- Exercise aim
Switch "instance" to "occurrence" throughout the stretch of data from the line containing "of the mustache." through the end of the data, and return only those lines with nothing else altered.

- Records for the exercise
◆ ◆ ◆

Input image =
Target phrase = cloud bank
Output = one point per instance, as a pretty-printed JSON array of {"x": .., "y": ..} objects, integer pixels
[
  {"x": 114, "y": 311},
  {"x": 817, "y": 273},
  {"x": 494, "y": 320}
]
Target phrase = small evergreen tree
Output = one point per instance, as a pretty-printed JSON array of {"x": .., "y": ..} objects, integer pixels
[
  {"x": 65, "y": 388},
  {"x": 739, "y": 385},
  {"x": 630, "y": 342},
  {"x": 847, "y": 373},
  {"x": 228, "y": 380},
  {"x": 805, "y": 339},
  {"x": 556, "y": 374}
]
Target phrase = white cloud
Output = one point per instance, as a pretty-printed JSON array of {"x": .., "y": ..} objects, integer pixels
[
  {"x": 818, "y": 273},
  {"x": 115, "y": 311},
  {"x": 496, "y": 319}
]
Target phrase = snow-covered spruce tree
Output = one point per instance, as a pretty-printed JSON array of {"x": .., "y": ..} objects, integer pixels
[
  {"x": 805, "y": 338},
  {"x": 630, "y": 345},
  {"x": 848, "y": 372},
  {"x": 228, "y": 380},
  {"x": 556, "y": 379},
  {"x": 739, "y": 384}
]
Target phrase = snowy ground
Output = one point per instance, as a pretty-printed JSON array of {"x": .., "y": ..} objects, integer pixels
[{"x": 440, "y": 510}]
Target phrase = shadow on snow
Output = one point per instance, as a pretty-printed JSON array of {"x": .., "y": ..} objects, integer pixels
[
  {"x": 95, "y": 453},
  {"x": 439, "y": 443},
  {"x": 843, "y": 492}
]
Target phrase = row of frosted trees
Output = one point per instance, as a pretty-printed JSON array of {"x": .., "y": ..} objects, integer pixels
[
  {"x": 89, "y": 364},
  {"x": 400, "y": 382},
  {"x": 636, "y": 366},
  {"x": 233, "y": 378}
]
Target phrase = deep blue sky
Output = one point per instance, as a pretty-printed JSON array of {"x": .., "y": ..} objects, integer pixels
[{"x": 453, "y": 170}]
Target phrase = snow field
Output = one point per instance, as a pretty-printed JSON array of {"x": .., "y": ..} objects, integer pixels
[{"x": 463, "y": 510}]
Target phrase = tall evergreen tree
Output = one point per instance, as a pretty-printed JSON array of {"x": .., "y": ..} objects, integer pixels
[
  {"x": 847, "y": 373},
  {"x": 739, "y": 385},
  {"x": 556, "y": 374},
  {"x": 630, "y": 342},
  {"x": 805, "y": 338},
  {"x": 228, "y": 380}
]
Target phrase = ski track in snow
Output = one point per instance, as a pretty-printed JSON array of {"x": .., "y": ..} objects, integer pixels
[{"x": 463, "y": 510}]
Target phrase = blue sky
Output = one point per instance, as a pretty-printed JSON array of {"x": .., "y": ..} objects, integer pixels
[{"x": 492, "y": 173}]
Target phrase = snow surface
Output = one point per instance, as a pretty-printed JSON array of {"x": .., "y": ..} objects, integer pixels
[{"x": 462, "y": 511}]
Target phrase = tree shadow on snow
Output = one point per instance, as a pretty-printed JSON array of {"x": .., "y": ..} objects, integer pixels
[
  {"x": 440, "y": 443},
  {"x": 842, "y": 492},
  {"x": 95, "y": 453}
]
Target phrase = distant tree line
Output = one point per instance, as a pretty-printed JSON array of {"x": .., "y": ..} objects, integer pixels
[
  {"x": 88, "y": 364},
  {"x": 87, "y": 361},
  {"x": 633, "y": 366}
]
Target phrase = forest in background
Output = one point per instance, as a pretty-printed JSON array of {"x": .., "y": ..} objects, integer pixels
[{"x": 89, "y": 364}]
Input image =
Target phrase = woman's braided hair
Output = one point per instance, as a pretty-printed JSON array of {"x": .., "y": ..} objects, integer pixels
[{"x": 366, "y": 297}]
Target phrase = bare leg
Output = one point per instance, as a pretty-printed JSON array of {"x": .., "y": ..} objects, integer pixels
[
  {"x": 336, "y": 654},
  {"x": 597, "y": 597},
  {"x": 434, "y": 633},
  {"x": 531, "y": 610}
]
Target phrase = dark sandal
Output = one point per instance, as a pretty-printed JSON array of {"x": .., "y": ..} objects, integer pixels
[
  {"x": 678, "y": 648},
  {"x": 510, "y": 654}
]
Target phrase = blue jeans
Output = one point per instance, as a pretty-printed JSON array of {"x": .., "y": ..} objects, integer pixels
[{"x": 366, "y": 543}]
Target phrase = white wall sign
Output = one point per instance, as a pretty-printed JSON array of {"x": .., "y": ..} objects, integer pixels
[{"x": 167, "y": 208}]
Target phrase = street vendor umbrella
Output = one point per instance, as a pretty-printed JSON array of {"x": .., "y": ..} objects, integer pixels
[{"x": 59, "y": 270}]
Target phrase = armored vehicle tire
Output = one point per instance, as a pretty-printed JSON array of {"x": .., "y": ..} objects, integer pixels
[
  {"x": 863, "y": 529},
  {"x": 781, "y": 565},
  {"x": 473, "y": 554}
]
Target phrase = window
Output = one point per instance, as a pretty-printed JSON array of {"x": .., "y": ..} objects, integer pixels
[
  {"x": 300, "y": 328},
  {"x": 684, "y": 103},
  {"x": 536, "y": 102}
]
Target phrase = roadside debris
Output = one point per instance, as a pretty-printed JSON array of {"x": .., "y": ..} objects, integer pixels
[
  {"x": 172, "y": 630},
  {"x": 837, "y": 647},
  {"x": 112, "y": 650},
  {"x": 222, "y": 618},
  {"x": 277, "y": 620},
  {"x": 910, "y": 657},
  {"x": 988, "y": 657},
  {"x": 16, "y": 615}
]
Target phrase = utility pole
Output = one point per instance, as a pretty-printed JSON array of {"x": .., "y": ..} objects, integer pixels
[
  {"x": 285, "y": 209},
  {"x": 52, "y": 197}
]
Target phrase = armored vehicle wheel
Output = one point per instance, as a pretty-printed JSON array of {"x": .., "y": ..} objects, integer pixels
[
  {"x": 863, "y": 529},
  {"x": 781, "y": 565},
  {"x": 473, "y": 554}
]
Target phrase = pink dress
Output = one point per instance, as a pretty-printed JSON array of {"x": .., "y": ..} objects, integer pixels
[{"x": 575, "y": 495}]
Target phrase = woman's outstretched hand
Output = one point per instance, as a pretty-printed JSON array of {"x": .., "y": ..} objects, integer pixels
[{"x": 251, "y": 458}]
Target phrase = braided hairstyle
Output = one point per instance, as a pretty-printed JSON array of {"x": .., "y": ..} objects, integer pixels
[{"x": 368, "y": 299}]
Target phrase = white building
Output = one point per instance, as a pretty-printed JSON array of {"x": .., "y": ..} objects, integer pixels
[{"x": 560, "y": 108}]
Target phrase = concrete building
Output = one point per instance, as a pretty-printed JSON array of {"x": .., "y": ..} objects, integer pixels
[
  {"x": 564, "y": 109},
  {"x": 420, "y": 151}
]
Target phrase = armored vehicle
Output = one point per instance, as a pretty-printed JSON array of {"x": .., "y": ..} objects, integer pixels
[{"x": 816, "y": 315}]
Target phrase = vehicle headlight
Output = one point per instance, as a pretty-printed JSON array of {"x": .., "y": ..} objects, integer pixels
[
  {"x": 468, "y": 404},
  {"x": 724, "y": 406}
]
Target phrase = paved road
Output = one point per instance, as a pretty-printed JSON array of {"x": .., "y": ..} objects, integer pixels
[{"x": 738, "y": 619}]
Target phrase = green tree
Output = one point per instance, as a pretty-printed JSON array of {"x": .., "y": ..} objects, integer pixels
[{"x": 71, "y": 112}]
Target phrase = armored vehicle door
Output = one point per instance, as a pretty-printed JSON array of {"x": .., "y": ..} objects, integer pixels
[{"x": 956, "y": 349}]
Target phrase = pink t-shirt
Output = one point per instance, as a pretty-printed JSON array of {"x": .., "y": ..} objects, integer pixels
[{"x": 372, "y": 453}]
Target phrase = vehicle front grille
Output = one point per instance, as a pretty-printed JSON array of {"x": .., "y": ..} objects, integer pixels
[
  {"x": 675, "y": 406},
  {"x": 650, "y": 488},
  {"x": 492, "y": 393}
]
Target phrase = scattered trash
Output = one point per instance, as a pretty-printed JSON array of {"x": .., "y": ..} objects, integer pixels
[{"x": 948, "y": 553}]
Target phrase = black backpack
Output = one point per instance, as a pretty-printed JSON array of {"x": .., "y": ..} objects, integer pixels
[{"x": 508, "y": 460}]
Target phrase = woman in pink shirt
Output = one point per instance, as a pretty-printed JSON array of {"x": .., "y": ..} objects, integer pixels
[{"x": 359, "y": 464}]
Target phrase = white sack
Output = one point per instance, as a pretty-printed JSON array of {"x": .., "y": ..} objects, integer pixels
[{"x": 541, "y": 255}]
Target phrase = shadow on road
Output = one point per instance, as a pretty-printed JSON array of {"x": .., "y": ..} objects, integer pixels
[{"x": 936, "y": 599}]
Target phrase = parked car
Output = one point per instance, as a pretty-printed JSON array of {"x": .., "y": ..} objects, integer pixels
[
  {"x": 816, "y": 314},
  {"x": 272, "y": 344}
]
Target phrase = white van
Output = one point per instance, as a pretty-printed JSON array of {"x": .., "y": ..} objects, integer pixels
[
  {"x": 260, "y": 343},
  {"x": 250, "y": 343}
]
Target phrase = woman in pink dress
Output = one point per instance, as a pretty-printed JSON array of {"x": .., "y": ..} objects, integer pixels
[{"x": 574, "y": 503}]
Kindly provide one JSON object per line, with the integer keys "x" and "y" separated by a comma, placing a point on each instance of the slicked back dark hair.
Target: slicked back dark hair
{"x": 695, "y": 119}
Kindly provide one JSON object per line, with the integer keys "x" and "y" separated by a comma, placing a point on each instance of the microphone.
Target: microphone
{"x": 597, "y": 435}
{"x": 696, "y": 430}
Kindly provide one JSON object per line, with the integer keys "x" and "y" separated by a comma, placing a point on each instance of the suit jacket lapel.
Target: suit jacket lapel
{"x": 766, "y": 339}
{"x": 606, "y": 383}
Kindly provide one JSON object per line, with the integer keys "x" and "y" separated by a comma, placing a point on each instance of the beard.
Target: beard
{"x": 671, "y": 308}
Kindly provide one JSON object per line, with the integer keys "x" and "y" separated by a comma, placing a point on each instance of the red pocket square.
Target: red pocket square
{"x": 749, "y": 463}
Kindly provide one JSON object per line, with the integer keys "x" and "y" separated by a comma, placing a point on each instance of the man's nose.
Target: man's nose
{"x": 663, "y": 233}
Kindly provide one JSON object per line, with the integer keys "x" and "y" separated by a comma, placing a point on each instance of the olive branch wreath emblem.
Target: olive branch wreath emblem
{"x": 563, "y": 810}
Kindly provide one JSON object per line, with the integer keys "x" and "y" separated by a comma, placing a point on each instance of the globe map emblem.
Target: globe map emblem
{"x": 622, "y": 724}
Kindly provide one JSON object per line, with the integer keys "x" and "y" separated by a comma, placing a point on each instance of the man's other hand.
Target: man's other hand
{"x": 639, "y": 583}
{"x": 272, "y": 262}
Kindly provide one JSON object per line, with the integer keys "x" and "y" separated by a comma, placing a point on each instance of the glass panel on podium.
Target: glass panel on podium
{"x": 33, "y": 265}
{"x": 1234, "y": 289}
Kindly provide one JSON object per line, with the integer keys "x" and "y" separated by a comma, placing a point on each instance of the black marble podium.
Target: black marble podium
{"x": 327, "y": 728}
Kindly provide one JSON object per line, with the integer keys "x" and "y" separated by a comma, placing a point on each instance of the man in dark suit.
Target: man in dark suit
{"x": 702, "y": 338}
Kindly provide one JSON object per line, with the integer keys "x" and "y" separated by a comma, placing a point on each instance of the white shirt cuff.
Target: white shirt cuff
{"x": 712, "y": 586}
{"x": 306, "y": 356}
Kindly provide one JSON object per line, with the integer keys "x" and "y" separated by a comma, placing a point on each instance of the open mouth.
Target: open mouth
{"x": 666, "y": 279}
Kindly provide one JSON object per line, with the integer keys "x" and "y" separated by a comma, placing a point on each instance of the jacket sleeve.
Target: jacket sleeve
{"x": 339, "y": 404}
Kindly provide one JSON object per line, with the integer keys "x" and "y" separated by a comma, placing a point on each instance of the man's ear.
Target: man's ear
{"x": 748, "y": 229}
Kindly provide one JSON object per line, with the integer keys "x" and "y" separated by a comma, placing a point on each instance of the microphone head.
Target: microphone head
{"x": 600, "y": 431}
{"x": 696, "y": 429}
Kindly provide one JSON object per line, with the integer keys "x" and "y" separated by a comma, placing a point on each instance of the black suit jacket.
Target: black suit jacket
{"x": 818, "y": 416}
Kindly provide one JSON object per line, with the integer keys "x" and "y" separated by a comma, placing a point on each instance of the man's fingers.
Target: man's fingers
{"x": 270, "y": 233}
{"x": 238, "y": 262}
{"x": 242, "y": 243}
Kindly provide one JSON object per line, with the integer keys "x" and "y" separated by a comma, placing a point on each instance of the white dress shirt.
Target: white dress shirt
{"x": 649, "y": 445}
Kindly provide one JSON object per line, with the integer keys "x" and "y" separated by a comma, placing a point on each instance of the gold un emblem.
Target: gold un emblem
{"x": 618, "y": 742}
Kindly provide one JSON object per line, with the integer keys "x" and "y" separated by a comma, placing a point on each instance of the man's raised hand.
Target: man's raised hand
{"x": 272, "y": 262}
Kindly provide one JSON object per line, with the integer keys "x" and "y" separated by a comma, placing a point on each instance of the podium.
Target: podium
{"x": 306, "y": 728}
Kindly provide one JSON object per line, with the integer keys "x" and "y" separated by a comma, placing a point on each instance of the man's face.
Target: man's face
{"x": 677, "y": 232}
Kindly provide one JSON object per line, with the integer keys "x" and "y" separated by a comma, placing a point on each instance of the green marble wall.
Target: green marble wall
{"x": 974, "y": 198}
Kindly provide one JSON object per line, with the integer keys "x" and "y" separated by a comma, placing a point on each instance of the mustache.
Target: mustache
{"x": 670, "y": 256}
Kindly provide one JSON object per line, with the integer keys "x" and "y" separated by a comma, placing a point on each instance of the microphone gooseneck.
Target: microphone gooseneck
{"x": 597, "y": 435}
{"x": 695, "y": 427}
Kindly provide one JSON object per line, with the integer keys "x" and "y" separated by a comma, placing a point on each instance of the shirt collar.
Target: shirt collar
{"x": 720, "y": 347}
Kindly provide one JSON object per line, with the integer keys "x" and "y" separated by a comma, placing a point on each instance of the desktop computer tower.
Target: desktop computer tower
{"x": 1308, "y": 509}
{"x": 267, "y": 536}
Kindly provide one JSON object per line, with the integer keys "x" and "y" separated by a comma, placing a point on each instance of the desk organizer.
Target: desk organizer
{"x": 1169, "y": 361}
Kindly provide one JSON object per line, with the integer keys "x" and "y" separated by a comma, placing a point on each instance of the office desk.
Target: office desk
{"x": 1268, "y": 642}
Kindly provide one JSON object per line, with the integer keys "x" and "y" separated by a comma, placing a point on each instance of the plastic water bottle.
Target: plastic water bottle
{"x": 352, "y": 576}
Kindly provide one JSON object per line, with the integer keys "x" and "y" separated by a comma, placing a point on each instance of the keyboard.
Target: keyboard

◆ ◆ ◆

- Written solution
Kindly provide one JSON object per line, with the integer keys "x" and "y" separated by a comma, placing a point on each occurrence of the mustache.
Target: mustache
{"x": 670, "y": 256}
Kindly provide one JSON object per line, with the integer keys "x" and "y" separated by a comma, placing a point on each occurrence of the microphone gooseneck.
Target: microphone gooseneck
{"x": 597, "y": 435}
{"x": 695, "y": 427}
Kindly provide one JSON object per line, with the integer keys "x" and "y" separated by a comma, placing a point on each occurrence of the shirt collar.
Target: shirt collar
{"x": 720, "y": 347}
Kindly provide one JSON object per line, with the integer keys "x" and "y" separated by a comma, placing a point on each occurrence of the desktop computer tower.
Target: desktop computer tower
{"x": 1308, "y": 509}
{"x": 267, "y": 536}
Kindly provide one JSON object per line, with the integer keys "x" and "y" separated by a comma, placing a point on each occurrence of the desk organizer.
Target: desk organizer
{"x": 1169, "y": 361}
Kindly provide one JSON object per line, with the integer keys "x" and "y" separated by a comma, placing a point on each occurrence of the office desk.
Target: office desk
{"x": 1268, "y": 642}
Kindly provide one JSON object per line, with the integer keys "x" and "y" separated by a comma, placing a point on each occurrence of the plastic water bottle.
Target: plastic water bottle
{"x": 352, "y": 576}
Kindly provide one JSON object per line, with the integer keys "x" and "y" separated by a comma, placing a point on each occurrence of the keyboard.
Target: keyboard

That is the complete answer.